## TASK DIRECTIONS
An exact transcription of the data below is needed.
● ● ●
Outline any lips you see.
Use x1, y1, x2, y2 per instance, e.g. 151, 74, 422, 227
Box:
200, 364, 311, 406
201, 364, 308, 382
● ● ●
## RESPONSE TO THE EXERCISE
Outline any lips you see.
Use x1, y1, x2, y2 per instance, e.g. 151, 74, 422, 227
Box:
200, 364, 311, 406
201, 364, 308, 382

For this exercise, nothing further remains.